### [Istruzioni]
Stabilisci se ciascuna affermazione concorda con l'estratto sul distributore in Valle d'Itria. Rispondi sì o no e cita alla lettera le parole decisive. (a) Il movimento si basa su istanze esclusivamente ambientali. (b) Per l'autore le autorizzazioni servono ai Carabinieri e al TAR. (c) Il commissario a cui è rivolta la domanda è un commissario di polizia.

### [Estratto fornito]
——

Sorprendente è la reazione al movimento di opinione sulla costruzione di un distributore di benzina in Valle d’Itria. Da un certo punto di vista è straordinario vedere la partecipazione, la fiducia, l’incontro, lo scambio di opinioni di centinaia di persone che non si conoscono nemmeno ma condividono un punto di vista, dall’altro invece è triste vedere gli strumenti messi in campo per far sì che la domanda posta dal gruppo “perchè?” passi in secondo piano, spostando l’asse del discorso sul “perchè voi non la volete?”. La mossa tattica è scontata perchè passare dalla pretesa di una risposta politica da parte dei rappresentanti consiglieri si passa all’elenco di autorizzazioni ottenute. La risposta quindi, non esaurisce più la domanda “cosa vi ha spinto a farlo” ma “mi fate vedere i documenti?”. Ecco, a questo punto del percorso penso sia doveroso mettere dei paletti: le autorizzazioni servono per i Carabinieri e per il TAR, per noi cittadini indignati servono risposte brevi e concise alla domanda che ci troviamo costretti a ripetere: “Perchè costruire un distributore in Valle d’Itria?”.

A questa domanda attendiamo una risposta, che non può essere “ci saranno i muretti a secco”.

Il movimento questuante si muove su istanze politiche e non esclusivamente ambientali. E per politiche intendo: “quale progetto di territorio sta alla base dell’autorizzazione alla costruzione di un distributore in piena Valle d’Itria?”. Questa è la domanda completa, a cui ovviamente non accetteremo mai come risposta: “Ci sono le autorizzazioni”.

Con tutto il rispetto delle autorità competenti, chi se ne frega delle autorizzazioni…

In provincia, si sa, ogni volta che si fa un passo si rischia di pestare i piedi a qualcuno, magari involontariamente, magari consapevolmente. La storia del distributore ha fatto emergere subito le fazioni dello scontro (che nessuno vuole, spero) i cui strateghi hanno già sentenziato: “Spostiamo l’attenzione dalla domanda posta al fatto che le autorizzazioni ci sono tutte e non è che ogni volta che si fa qualcosa devono rompere i coglioni questi ambientalisti che non hanno nulla da fare. Noi siamo gente che lavora…”.

Pensare che questa sia una strategia studiata a tavolino, presuppone la capacità di studiare una strategia. Cosa difficile, almeno secondo l’esperienza fatta a Martina Franca, sono pochi coloro capaci di arrivare a tanto. Secondo chi scrive la cosa più probabile è che invece siano stati davvero colti in fallo, involontariamente, e l’atteggiamento è stato quello della difensiva.

Colti in fallo su cosa? La reazione della parte opposta spinge chi scrive a pensare che ci sia davvero qualcosa che non è emersa da subito. La domanda posta al commissario (ad acta, non di polizia, tranquilli…) assume ancora più importanza. Riflettendo ad alta voce, la prima obiezione è: come mai lì e non in via Mottola o in via Massafra? Perchè scegliere un luogo decentrato rispetto al grosso del traffico? Forse è una posizione strategica. Ma per cosa?

——

### [Materiale presentato]
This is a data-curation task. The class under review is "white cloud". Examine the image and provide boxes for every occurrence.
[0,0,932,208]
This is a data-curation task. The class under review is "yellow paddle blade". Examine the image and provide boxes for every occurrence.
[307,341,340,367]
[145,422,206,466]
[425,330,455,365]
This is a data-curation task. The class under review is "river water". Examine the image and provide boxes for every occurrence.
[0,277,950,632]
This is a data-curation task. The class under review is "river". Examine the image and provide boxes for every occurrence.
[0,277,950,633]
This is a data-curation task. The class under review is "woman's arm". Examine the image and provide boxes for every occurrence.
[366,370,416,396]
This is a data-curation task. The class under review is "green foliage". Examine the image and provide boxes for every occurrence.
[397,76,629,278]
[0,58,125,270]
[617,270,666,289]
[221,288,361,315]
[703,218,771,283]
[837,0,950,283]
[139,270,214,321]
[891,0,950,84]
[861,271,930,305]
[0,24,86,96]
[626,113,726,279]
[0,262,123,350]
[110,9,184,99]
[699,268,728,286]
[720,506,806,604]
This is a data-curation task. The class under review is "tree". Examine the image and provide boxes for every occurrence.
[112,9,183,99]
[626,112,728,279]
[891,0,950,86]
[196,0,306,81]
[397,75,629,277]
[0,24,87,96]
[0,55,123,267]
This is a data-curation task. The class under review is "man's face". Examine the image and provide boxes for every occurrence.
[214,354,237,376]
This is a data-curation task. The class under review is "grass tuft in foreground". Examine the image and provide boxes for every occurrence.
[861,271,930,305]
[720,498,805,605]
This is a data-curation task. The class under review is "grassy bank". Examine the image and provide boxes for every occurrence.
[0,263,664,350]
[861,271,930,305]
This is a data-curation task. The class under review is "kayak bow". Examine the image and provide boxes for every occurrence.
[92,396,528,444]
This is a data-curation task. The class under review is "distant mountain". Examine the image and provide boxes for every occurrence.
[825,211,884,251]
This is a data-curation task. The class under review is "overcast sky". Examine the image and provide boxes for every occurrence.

——

### [Risposta scritta]
(a) No: «Il movimento questuante si muove su istanze politiche e non esclusivamente ambientali.»
(b) Sì: «le autorizzazioni servono per i Carabinieri e per il TAR»
(c) No: «La domanda posta al commissario (ad acta, non di polizia, tranquilli…)»